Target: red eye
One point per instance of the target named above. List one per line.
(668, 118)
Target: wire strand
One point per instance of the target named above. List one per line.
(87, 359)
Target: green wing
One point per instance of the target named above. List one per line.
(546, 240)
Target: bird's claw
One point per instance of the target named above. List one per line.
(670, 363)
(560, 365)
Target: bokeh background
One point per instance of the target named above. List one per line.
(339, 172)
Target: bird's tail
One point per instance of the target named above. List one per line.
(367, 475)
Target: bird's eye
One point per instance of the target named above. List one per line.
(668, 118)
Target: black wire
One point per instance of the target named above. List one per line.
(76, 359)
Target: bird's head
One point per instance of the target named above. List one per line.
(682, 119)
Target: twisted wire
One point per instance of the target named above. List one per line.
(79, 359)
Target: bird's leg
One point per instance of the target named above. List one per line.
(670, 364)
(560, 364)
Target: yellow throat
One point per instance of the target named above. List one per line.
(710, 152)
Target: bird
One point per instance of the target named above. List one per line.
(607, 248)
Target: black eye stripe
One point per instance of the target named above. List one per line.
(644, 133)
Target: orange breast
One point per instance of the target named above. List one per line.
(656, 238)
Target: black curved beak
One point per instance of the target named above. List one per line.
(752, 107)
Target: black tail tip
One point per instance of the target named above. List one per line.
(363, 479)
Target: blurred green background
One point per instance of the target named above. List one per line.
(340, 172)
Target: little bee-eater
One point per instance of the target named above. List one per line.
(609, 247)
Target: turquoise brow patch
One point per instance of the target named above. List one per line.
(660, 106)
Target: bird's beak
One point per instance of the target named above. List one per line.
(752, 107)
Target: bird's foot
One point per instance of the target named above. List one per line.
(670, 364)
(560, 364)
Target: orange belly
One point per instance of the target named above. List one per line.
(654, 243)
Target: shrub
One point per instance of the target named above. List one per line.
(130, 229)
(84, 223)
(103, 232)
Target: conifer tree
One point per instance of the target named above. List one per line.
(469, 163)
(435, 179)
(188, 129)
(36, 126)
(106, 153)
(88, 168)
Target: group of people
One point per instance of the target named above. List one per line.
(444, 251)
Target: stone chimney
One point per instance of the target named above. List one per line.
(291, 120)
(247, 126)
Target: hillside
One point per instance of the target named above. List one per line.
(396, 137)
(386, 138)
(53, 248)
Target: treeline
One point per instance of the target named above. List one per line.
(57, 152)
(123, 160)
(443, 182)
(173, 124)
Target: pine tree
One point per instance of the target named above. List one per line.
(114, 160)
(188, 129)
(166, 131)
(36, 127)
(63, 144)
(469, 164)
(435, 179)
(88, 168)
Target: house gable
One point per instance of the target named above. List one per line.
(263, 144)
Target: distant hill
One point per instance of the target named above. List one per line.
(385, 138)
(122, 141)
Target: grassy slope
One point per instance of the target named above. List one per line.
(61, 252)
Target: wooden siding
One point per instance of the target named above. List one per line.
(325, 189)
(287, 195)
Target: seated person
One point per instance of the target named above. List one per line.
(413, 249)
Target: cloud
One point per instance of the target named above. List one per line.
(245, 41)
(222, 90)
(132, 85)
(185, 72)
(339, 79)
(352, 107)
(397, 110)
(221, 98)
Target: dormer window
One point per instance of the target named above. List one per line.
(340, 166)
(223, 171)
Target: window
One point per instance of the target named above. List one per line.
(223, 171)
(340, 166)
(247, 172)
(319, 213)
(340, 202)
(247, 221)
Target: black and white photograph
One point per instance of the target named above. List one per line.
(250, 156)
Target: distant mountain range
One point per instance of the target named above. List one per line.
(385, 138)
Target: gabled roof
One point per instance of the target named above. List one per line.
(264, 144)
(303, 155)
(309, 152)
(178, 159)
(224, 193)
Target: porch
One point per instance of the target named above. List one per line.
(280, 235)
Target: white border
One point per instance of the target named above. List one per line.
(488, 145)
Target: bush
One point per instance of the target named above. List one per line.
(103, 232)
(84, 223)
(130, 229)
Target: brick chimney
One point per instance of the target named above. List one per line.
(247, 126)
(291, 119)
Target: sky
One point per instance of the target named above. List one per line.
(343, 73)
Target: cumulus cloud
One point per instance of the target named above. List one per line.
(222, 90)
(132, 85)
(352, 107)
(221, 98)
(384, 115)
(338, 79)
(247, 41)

---

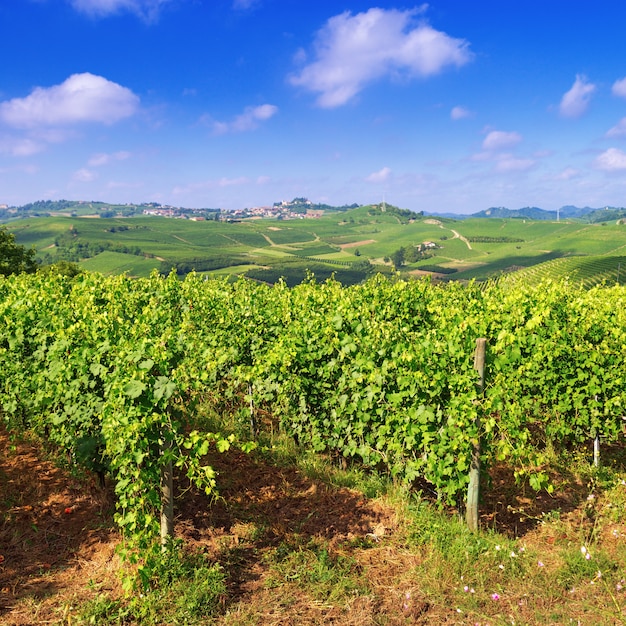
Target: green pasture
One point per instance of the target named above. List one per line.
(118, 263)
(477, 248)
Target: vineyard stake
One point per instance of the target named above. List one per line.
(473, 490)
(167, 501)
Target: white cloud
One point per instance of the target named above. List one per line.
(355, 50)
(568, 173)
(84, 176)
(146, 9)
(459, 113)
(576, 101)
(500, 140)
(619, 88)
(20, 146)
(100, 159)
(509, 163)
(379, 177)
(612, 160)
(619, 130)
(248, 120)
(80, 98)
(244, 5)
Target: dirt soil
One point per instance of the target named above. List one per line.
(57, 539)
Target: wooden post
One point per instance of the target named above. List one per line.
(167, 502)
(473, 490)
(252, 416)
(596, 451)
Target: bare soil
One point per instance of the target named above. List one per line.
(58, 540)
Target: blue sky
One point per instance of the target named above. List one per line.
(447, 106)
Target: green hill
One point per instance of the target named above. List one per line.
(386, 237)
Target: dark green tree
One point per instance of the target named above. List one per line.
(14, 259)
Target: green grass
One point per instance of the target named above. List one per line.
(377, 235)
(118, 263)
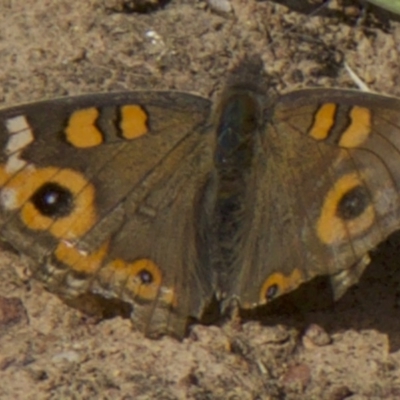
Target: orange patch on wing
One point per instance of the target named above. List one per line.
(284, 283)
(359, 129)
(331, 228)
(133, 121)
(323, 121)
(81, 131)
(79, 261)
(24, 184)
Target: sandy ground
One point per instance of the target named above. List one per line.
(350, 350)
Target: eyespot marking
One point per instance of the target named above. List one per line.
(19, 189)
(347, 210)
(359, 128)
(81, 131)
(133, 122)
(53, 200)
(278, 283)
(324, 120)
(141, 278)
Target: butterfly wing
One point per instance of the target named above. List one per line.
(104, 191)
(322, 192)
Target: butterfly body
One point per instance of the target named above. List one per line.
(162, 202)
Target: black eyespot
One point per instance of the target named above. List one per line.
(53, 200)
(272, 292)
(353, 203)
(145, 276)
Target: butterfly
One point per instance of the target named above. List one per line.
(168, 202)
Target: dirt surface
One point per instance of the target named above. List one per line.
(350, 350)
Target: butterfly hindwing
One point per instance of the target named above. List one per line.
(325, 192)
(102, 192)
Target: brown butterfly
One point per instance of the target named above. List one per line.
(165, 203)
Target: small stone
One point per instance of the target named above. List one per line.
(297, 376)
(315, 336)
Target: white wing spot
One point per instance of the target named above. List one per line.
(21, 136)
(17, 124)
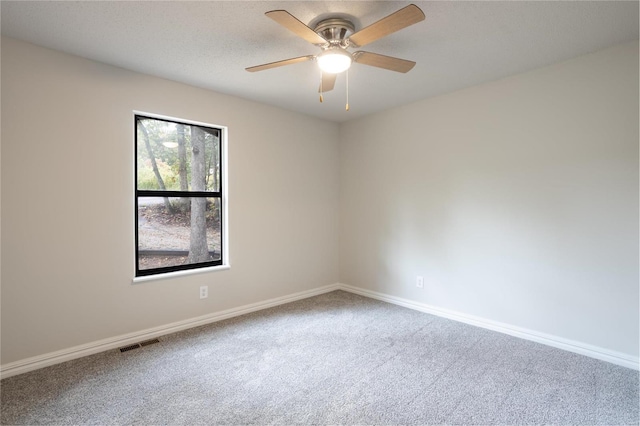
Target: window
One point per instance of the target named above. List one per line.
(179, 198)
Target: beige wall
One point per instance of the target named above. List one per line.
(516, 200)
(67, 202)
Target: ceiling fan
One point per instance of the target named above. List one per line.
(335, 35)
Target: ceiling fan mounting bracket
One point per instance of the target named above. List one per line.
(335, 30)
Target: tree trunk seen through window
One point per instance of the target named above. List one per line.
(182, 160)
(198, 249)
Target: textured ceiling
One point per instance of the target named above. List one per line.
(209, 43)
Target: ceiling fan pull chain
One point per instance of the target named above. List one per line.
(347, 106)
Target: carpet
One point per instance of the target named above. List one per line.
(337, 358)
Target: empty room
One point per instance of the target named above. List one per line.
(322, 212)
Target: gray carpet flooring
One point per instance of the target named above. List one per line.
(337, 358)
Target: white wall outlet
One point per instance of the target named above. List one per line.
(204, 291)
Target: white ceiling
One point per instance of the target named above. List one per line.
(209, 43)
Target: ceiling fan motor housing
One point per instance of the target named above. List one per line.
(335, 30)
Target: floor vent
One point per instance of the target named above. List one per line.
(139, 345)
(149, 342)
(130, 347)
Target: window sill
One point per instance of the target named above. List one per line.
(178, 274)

▶ _Exercise directions_
Gather each line of the listing containing the word "patch" and show it.

▶ _Reply_
Target: turquoise brow patch
Target: orange patch on wing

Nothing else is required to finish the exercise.